**What is required**:
Every entry below should be reproduced exactly, with all pictures left out.
*** Source data
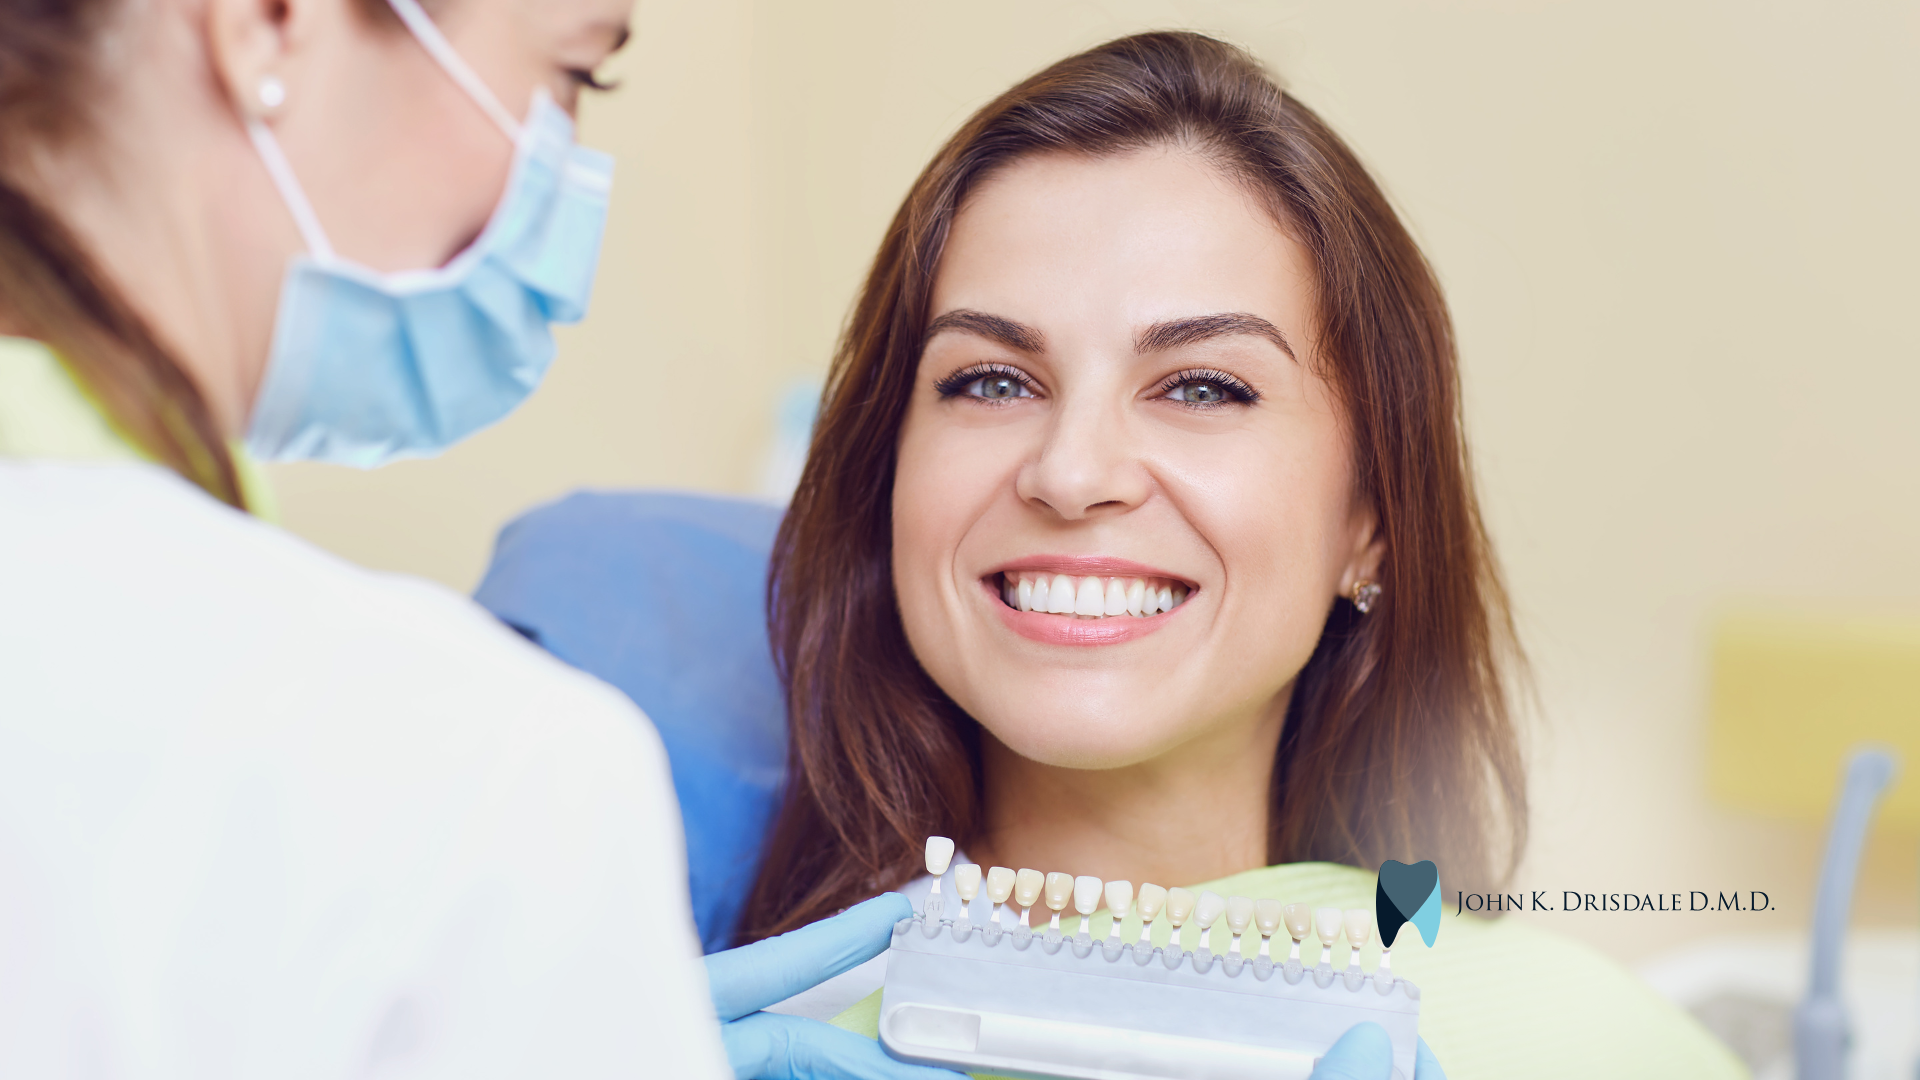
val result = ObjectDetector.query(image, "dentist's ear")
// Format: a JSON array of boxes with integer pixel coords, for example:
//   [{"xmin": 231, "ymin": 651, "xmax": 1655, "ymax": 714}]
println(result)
[{"xmin": 205, "ymin": 0, "xmax": 310, "ymax": 120}]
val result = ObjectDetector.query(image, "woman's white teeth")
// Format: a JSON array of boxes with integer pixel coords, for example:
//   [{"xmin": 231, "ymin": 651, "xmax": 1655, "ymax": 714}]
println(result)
[
  {"xmin": 1046, "ymin": 575, "xmax": 1076, "ymax": 614},
  {"xmin": 1073, "ymin": 577, "xmax": 1104, "ymax": 617},
  {"xmin": 1003, "ymin": 572, "xmax": 1191, "ymax": 618}
]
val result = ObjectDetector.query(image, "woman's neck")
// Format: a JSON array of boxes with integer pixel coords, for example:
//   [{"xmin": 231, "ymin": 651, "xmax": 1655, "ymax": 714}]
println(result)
[{"xmin": 966, "ymin": 691, "xmax": 1289, "ymax": 889}]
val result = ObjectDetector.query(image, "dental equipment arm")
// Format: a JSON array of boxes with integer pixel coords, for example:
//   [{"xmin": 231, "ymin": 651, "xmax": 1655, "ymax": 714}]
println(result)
[
  {"xmin": 706, "ymin": 893, "xmax": 965, "ymax": 1080},
  {"xmin": 1795, "ymin": 746, "xmax": 1899, "ymax": 1080}
]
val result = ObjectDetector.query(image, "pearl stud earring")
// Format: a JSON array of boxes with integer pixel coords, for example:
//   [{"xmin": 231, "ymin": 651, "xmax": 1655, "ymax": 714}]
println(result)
[
  {"xmin": 258, "ymin": 75, "xmax": 287, "ymax": 111},
  {"xmin": 1351, "ymin": 579, "xmax": 1381, "ymax": 614}
]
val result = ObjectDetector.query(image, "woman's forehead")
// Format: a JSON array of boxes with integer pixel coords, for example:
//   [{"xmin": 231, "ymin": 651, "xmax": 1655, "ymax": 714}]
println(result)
[{"xmin": 934, "ymin": 148, "xmax": 1315, "ymax": 349}]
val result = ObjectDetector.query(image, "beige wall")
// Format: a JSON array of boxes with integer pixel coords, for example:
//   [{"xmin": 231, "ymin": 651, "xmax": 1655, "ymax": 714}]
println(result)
[{"xmin": 268, "ymin": 0, "xmax": 1920, "ymax": 964}]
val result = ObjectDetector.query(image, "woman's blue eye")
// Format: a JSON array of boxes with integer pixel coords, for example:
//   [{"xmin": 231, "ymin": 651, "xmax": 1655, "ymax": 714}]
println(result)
[
  {"xmin": 1168, "ymin": 381, "xmax": 1229, "ymax": 404},
  {"xmin": 968, "ymin": 375, "xmax": 1028, "ymax": 400},
  {"xmin": 1159, "ymin": 370, "xmax": 1257, "ymax": 405}
]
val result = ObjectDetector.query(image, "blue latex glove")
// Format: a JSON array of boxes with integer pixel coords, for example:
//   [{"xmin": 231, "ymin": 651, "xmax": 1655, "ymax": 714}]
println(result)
[
  {"xmin": 705, "ymin": 893, "xmax": 965, "ymax": 1080},
  {"xmin": 1311, "ymin": 1021, "xmax": 1446, "ymax": 1080}
]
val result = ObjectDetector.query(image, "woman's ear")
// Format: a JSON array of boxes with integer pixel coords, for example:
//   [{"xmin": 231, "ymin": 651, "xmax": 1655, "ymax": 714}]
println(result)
[
  {"xmin": 205, "ymin": 0, "xmax": 308, "ymax": 120},
  {"xmin": 1337, "ymin": 503, "xmax": 1387, "ymax": 597}
]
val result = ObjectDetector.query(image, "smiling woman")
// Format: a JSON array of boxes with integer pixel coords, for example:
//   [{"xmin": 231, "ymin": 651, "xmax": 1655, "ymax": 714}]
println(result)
[
  {"xmin": 736, "ymin": 32, "xmax": 1742, "ymax": 1075},
  {"xmin": 745, "ymin": 30, "xmax": 1524, "ymax": 937}
]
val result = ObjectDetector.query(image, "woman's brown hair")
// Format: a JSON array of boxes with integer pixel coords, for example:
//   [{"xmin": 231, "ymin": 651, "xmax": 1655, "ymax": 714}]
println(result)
[{"xmin": 741, "ymin": 30, "xmax": 1526, "ymax": 941}]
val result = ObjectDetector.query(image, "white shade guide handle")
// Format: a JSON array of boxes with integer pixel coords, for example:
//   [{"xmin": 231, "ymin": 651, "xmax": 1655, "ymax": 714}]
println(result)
[
  {"xmin": 953, "ymin": 863, "xmax": 982, "ymax": 904},
  {"xmin": 985, "ymin": 866, "xmax": 1017, "ymax": 905},
  {"xmin": 924, "ymin": 836, "xmax": 956, "ymax": 877}
]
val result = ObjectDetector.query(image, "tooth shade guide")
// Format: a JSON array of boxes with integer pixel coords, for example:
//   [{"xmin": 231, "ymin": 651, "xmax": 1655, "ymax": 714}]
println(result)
[{"xmin": 880, "ymin": 906, "xmax": 1424, "ymax": 1078}]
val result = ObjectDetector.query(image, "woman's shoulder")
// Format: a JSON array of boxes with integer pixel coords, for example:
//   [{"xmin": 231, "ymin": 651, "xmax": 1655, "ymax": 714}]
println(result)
[{"xmin": 1204, "ymin": 863, "xmax": 1747, "ymax": 1079}]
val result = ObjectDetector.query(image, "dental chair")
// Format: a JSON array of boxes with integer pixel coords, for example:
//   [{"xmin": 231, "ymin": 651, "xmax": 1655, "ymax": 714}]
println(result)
[{"xmin": 474, "ymin": 491, "xmax": 787, "ymax": 952}]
******
**Written answer**:
val result = ObjectDetector.query(image, "dentist's ear")
// Format: a JSON array of boxes with integer pixel coords, for example:
//   [{"xmin": 231, "ymin": 651, "xmax": 1655, "ymax": 714}]
println(result)
[{"xmin": 205, "ymin": 0, "xmax": 310, "ymax": 120}]
val result = ObjectDetector.query(image, "woman's white teeth")
// Format: a JSON array of boxes with integer pixel coords, for example:
//   [{"xmin": 231, "ymin": 651, "xmax": 1655, "ymax": 714}]
println(result)
[
  {"xmin": 1046, "ymin": 575, "xmax": 1076, "ymax": 614},
  {"xmin": 1073, "ymin": 577, "xmax": 1104, "ymax": 617},
  {"xmin": 1003, "ymin": 572, "xmax": 1191, "ymax": 618}
]
val result = ObjectDetector.query(image, "woman's neck")
// Format: a JSON array of boxes with integer pixel coords, for example:
//   [{"xmin": 231, "ymin": 651, "xmax": 1655, "ymax": 714}]
println(result)
[{"xmin": 966, "ymin": 691, "xmax": 1289, "ymax": 889}]
val result = ObjectDetector.query(image, "dental equipment arm")
// Format: a JSON array of boxes with integer pixel coords, for example:
//   [{"xmin": 231, "ymin": 651, "xmax": 1655, "ymax": 714}]
println(result)
[
  {"xmin": 706, "ymin": 893, "xmax": 965, "ymax": 1080},
  {"xmin": 1795, "ymin": 746, "xmax": 1899, "ymax": 1080}
]
val result = ObjectDetector.query(image, "pearl stud earring")
// Format: a JSON array of boxes with integer pixel coords, for example:
//   [{"xmin": 231, "ymin": 651, "xmax": 1655, "ymax": 714}]
println(result)
[
  {"xmin": 258, "ymin": 75, "xmax": 287, "ymax": 111},
  {"xmin": 1351, "ymin": 579, "xmax": 1381, "ymax": 614}
]
val result = ObjectDetector.query(image, "woman's forehead")
// Format: a JSON array of boxes with integer pixel coords, for example:
//   [{"xmin": 231, "ymin": 651, "xmax": 1655, "ymax": 714}]
println(result)
[{"xmin": 934, "ymin": 148, "xmax": 1315, "ymax": 349}]
val result = ObjectDetector.query(image, "beige wall")
// Format: a JSON array of boxes with integer pixel coords, for example:
//   [{"xmin": 231, "ymin": 651, "xmax": 1655, "ymax": 714}]
println(result)
[{"xmin": 268, "ymin": 0, "xmax": 1920, "ymax": 964}]
val result = ObjectDetector.query(image, "woman's blue eye")
// Format: a JSON array of boxes with integer pixel coords, for example:
//   [{"xmin": 231, "ymin": 651, "xmax": 1655, "ymax": 714}]
println(result)
[
  {"xmin": 1168, "ymin": 381, "xmax": 1229, "ymax": 404},
  {"xmin": 968, "ymin": 375, "xmax": 1028, "ymax": 400},
  {"xmin": 1159, "ymin": 370, "xmax": 1257, "ymax": 405}
]
val result = ObjectDetector.query(image, "blue latex glove")
// Format: a JSON array of boxes with integer pixel coords, for example:
//   [{"xmin": 231, "ymin": 651, "xmax": 1655, "ymax": 714}]
println(result)
[
  {"xmin": 705, "ymin": 893, "xmax": 965, "ymax": 1080},
  {"xmin": 1311, "ymin": 1021, "xmax": 1446, "ymax": 1080}
]
val result = ObjectDetector.query(image, "woman's ear")
// Format: a JSON array of boxes with integer pixel coords, for example:
//   [{"xmin": 231, "ymin": 651, "xmax": 1655, "ymax": 714}]
println(result)
[
  {"xmin": 205, "ymin": 0, "xmax": 308, "ymax": 120},
  {"xmin": 1337, "ymin": 503, "xmax": 1387, "ymax": 597}
]
val result = ObjectDetector.query(image, "smiling woman")
// Format: a JSON array of boxes with integer pixel coords, for example:
//   [{"xmin": 231, "ymin": 651, "xmax": 1655, "ymax": 714}]
println(result)
[
  {"xmin": 736, "ymin": 32, "xmax": 1742, "ymax": 1075},
  {"xmin": 745, "ymin": 30, "xmax": 1524, "ymax": 937}
]
val result = ObjectDetector.query(image, "woman's brown hair")
// Format: a JSON array of boxes with integer pixel coords, for example:
//   [{"xmin": 231, "ymin": 651, "xmax": 1655, "ymax": 714}]
println(result)
[{"xmin": 741, "ymin": 30, "xmax": 1526, "ymax": 941}]
val result = ObjectDetector.query(image, "white shade guide handle")
// Format: a JSON array of boxes with integer pixel coords, for example:
//   [{"xmin": 231, "ymin": 651, "xmax": 1655, "ymax": 714}]
println(result)
[
  {"xmin": 953, "ymin": 863, "xmax": 982, "ymax": 904},
  {"xmin": 985, "ymin": 866, "xmax": 1017, "ymax": 905},
  {"xmin": 924, "ymin": 836, "xmax": 956, "ymax": 877}
]
val result = ObjectDetector.query(image, "tooth shade guide")
// Format: a JSON array of boxes with integer pixel coords, for example:
//   [{"xmin": 231, "ymin": 651, "xmax": 1655, "ymax": 714}]
println(result)
[{"xmin": 880, "ymin": 906, "xmax": 1424, "ymax": 1078}]
val result = ObjectDetector.query(image, "woman's shoulder")
// Format: a JSON array of boxes with integer pixel coords, for example:
//   [{"xmin": 231, "ymin": 651, "xmax": 1655, "ymax": 714}]
println(result)
[{"xmin": 1204, "ymin": 863, "xmax": 1747, "ymax": 1079}]
val result = ObjectDetector.query(image, "dental chair")
// Format: a JSON array of boxes with integer pixel coords, for example:
//   [{"xmin": 231, "ymin": 651, "xmax": 1655, "ymax": 714}]
println(result)
[{"xmin": 474, "ymin": 491, "xmax": 787, "ymax": 952}]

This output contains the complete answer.